> REQUIRED WORK
Gather from the listing below each line that includes the word "whole", and copy it.

> DATA FOR THE TASK

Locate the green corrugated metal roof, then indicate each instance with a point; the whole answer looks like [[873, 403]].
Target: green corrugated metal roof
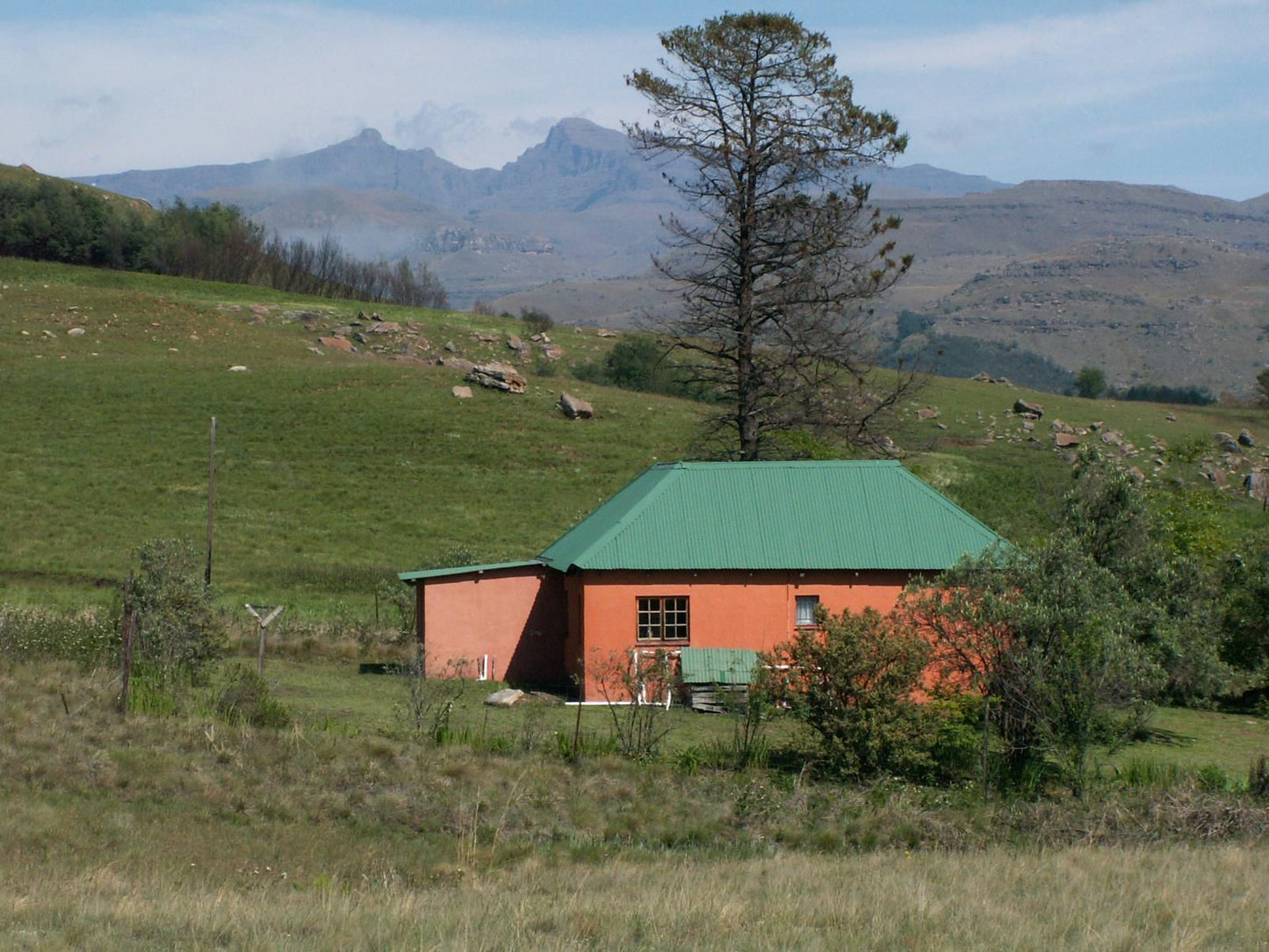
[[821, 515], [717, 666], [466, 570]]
---
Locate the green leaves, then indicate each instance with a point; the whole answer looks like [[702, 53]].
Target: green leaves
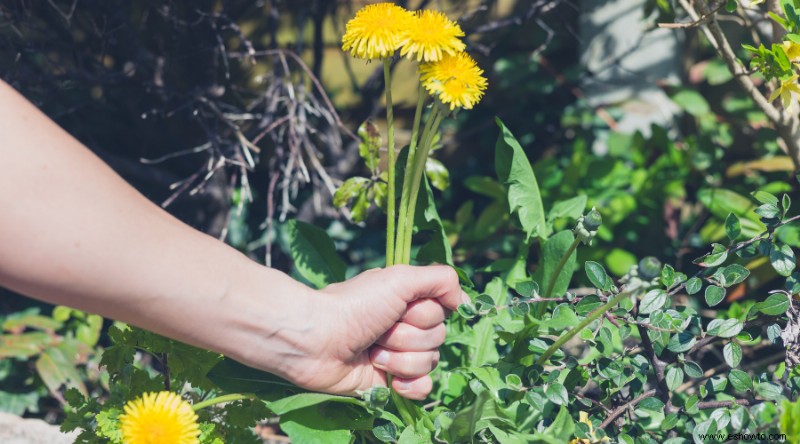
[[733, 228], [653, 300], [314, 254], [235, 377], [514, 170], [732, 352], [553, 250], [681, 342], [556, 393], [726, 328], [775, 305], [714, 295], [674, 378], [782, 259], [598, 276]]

> ANSWER FOR THIS EXERCISE
Locate the green corrugated metal roof, then indicate each instance with a point; the whole answer looks like [[873, 403]].
Locate the green leaves, then indicate each instance with a point; the whole answer looks like [[702, 53]].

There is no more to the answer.